**TEXT SECTION**

____

The Atiku team led by Dr. Livy Uzoukwu (SAN) at the Presidential Elections Petitions Tribunal (PEPT) gave their final address on August 14, in response to the final address by Chief Wole Olanipekun (SAN), lead counsel representing President Muhammadu Buhari of the All Progressives Congress (APC). In a 43-page final address presented to the Justice Mohammed Garba-led panel, Atiku prayed that the court declare him the winner of the 2019 presidential election.

In a case where Atiku’s legal team had called in 62 witnesses while supporting same with a plethora of paper trails as well as video evidence to prove their claim, Buhari’s team quit calling any more witnesses immediately one of their witnesses, General Paul Tarfa, who was also Buhari’s mate in the Army, contradicted one of the major assertions of the defense team.

____

**RECORDED INFORMATION**
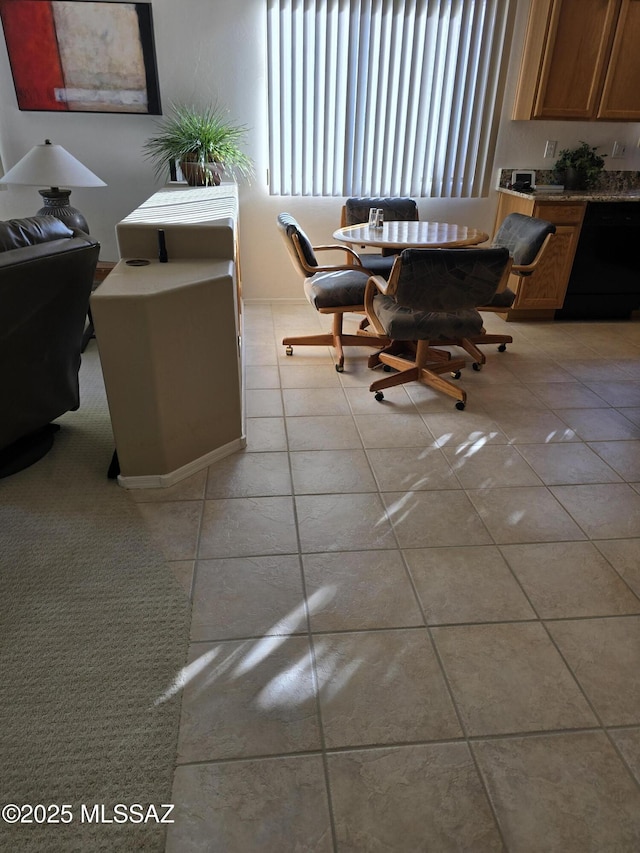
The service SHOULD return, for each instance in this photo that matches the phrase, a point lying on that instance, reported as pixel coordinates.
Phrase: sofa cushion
(17, 233)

____

**REQUESTS**
A - Translate into Spanish this sentence from the election tribunal passage: "In a 43-page final address presented to the Justice Mohammed Garba-led panel, Atiku prayed that the court declare him the winner of the 2019 presidential election."
B - For each statement, answer yes or no according to the election tribunal passage, quoting the words that settle it: (i) Atiku's legal team called 62 witnesses. (ii) The Atiku team gave its final address on August 14. (iii) Chief Wole Olanipekun led the Atiku team.
The material is unrelated to the election tribunal passage.

**ANSWERS TO THE EXERCISES**
A - En un alegato final de 43 páginas presentado ante el tribunal presidido por el juez Mohammed Garba, Atiku solicitó que el tribunal lo declarara ganador de las elecciones presidenciales de 2019.

B -
(i) Yes: "Atiku’s legal team had called in 62 witnesses"
(ii) Yes: "gave their final address on August 14"
(iii) No: "Chief Wole Olanipekun (SAN), lead counsel representing President Muhammadu Buhari"